Lines from the one with "distant tree line." through the end of the records, and no others, are what the answer should contain, copied exactly; please keep pictures out.

Excerpted data: Begin

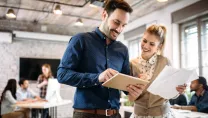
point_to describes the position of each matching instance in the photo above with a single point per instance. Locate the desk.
(43, 105)
(188, 114)
(177, 113)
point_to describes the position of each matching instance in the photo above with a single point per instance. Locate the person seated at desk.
(8, 98)
(199, 101)
(24, 93)
(180, 100)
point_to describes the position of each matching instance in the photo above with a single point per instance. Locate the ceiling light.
(162, 0)
(79, 22)
(98, 3)
(10, 13)
(57, 10)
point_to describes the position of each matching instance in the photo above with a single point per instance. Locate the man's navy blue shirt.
(86, 56)
(201, 102)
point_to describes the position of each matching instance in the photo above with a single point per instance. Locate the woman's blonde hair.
(49, 68)
(160, 32)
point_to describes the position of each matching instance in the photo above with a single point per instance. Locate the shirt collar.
(151, 61)
(100, 34)
(202, 93)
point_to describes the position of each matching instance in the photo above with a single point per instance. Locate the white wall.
(163, 17)
(10, 53)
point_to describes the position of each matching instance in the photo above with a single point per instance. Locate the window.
(204, 47)
(194, 45)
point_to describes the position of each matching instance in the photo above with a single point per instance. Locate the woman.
(43, 83)
(148, 66)
(8, 99)
(43, 79)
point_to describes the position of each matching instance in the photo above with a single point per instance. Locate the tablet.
(121, 81)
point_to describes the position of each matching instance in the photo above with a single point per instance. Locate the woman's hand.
(45, 82)
(144, 76)
(135, 91)
(181, 88)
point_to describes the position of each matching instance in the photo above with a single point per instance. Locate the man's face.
(194, 85)
(25, 84)
(114, 23)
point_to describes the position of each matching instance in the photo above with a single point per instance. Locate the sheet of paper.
(167, 81)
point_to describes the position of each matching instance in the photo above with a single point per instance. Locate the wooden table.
(44, 105)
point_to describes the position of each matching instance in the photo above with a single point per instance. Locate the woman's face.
(45, 70)
(150, 44)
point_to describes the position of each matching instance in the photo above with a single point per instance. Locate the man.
(24, 93)
(92, 58)
(199, 101)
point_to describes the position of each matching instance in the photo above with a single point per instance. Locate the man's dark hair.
(111, 5)
(21, 82)
(203, 81)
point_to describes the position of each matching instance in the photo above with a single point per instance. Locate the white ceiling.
(42, 12)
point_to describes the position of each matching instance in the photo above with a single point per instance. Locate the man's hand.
(176, 107)
(135, 91)
(107, 74)
(181, 88)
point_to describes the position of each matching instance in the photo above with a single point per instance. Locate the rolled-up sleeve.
(9, 97)
(67, 71)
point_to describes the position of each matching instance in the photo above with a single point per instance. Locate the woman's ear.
(159, 49)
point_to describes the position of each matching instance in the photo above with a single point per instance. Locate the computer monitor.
(53, 91)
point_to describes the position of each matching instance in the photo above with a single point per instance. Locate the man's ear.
(104, 15)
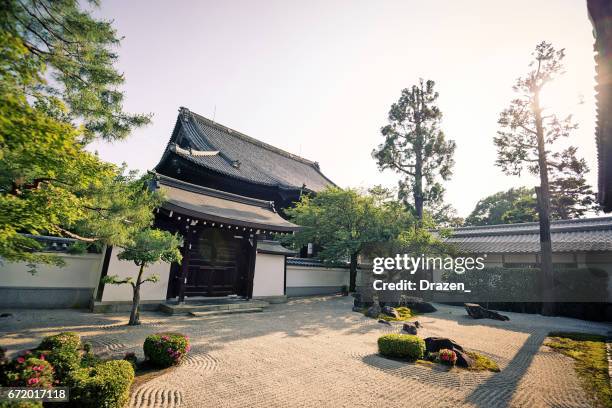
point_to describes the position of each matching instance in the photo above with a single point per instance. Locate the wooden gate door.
(217, 264)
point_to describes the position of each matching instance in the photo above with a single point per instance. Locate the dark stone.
(419, 305)
(391, 312)
(478, 312)
(463, 360)
(435, 344)
(373, 311)
(410, 328)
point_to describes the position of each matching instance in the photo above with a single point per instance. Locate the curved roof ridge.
(252, 140)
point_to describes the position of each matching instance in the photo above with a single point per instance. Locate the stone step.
(224, 312)
(187, 308)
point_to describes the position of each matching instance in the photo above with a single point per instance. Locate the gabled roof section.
(234, 154)
(220, 207)
(580, 235)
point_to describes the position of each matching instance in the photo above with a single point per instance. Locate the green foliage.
(151, 246)
(166, 349)
(29, 371)
(344, 223)
(415, 146)
(405, 346)
(404, 312)
(66, 340)
(482, 362)
(20, 404)
(591, 363)
(77, 51)
(58, 92)
(505, 207)
(105, 385)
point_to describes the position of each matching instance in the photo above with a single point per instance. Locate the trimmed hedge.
(401, 346)
(166, 349)
(67, 340)
(105, 385)
(29, 371)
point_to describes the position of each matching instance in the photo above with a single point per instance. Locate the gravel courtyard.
(315, 352)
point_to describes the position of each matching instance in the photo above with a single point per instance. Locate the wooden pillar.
(185, 265)
(251, 271)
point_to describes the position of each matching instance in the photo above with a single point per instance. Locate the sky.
(317, 78)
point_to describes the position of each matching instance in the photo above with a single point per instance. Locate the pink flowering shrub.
(29, 371)
(448, 357)
(166, 349)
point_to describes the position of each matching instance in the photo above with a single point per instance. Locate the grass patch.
(591, 363)
(404, 312)
(482, 362)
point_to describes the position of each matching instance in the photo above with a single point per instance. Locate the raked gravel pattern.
(315, 352)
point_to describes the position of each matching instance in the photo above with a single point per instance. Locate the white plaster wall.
(148, 290)
(269, 279)
(301, 276)
(80, 271)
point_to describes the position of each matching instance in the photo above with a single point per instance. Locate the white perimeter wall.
(304, 276)
(148, 290)
(80, 271)
(269, 277)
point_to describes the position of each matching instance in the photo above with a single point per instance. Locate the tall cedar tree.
(58, 92)
(525, 140)
(415, 146)
(344, 223)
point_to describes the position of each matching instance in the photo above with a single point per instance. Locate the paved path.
(315, 352)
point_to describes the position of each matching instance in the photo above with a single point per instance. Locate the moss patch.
(404, 312)
(482, 362)
(591, 363)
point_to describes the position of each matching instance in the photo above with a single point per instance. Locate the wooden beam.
(251, 271)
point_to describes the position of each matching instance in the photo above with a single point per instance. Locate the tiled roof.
(233, 154)
(590, 234)
(220, 207)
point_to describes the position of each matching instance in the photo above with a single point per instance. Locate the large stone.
(435, 344)
(373, 311)
(478, 312)
(391, 312)
(418, 305)
(410, 328)
(463, 360)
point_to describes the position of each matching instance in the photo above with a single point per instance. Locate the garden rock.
(463, 360)
(419, 305)
(478, 312)
(435, 344)
(391, 312)
(373, 311)
(410, 328)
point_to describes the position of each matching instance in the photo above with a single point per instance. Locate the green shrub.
(20, 404)
(69, 340)
(401, 346)
(63, 359)
(29, 371)
(166, 349)
(105, 385)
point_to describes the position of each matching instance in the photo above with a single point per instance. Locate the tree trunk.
(135, 314)
(418, 164)
(546, 266)
(353, 272)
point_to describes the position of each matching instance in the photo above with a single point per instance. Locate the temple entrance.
(217, 264)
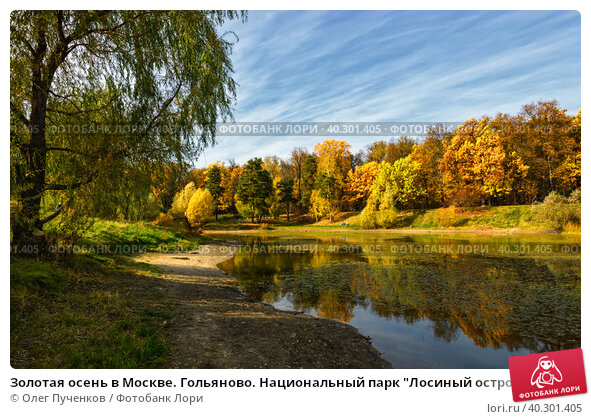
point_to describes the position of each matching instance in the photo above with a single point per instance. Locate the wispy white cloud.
(395, 66)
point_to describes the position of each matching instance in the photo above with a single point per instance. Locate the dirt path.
(214, 325)
(408, 231)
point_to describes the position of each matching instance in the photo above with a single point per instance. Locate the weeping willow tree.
(95, 94)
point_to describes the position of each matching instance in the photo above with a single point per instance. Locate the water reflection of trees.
(511, 302)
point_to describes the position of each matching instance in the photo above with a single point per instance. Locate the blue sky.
(395, 66)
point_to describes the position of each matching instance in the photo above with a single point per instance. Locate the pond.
(426, 301)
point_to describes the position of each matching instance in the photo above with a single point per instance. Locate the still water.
(427, 301)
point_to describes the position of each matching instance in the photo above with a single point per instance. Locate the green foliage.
(201, 208)
(325, 198)
(254, 189)
(180, 203)
(29, 273)
(72, 315)
(560, 213)
(396, 186)
(113, 233)
(309, 169)
(213, 183)
(103, 89)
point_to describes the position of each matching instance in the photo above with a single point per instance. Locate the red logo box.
(548, 374)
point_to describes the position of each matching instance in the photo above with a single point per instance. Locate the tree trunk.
(27, 229)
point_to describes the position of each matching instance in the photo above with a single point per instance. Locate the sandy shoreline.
(417, 231)
(214, 325)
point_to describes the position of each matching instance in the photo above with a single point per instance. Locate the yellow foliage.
(201, 208)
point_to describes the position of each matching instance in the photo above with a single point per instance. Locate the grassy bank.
(92, 310)
(521, 217)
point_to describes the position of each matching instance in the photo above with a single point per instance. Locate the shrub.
(558, 212)
(387, 218)
(368, 217)
(164, 220)
(201, 208)
(181, 200)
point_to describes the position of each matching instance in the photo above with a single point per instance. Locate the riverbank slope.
(214, 325)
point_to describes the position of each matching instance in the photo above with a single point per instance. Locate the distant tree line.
(488, 161)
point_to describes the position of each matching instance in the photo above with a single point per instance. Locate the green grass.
(86, 311)
(510, 216)
(89, 310)
(129, 236)
(522, 217)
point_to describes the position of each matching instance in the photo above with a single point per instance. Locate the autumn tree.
(97, 74)
(285, 193)
(201, 208)
(358, 184)
(549, 142)
(230, 185)
(334, 158)
(297, 160)
(180, 203)
(380, 151)
(428, 155)
(309, 169)
(479, 164)
(396, 186)
(213, 183)
(325, 200)
(254, 188)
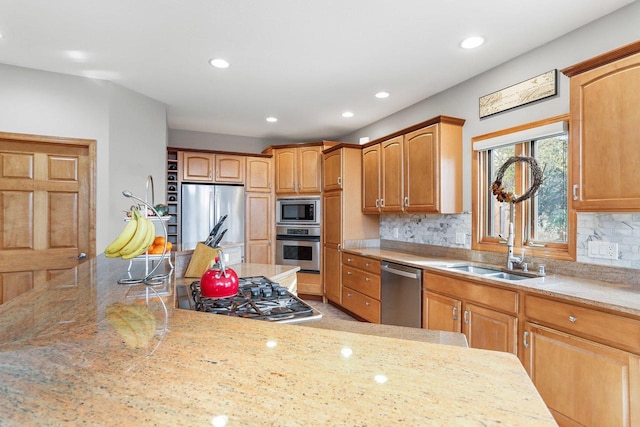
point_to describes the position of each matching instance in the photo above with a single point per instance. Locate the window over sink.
(544, 225)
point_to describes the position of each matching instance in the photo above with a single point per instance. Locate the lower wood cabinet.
(582, 382)
(486, 315)
(583, 361)
(259, 228)
(361, 286)
(309, 284)
(360, 304)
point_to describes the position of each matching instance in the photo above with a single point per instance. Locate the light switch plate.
(604, 250)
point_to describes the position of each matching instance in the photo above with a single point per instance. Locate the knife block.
(201, 260)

Excerpted data: End

- _Output of the exercise_:
point_to describes the position of each matching instance in the photo above with a single point per instance. Locate the distant tree line.
(488, 161)
point_to describes the position of each matching instance in the photo above with a single point per instance. Locate the green grass.
(86, 311)
(510, 216)
(89, 310)
(129, 236)
(522, 217)
point_to describes the position of each matching instance in the photo above with a single point per instance. Locate the autumn tree.
(97, 74)
(285, 193)
(201, 208)
(358, 184)
(549, 142)
(230, 185)
(334, 158)
(297, 160)
(180, 203)
(380, 151)
(428, 155)
(309, 169)
(479, 164)
(396, 186)
(213, 183)
(325, 200)
(254, 188)
point_to describes the position of each matching instance in the photo above with a single point per instance. Locate the window over sink.
(544, 225)
point_to describes the position of each matching instance in the photo above with a single point per instance. Locate the lower wood cabinet.
(582, 382)
(486, 315)
(583, 361)
(259, 228)
(361, 286)
(309, 284)
(360, 304)
point_to describes the position of each matching instance in the photo above with a single point per instance. Locate the light switch plate.
(604, 250)
point_to describes the position of each matching instance in the photo above with a single point per instance. Locate the knife block.
(201, 260)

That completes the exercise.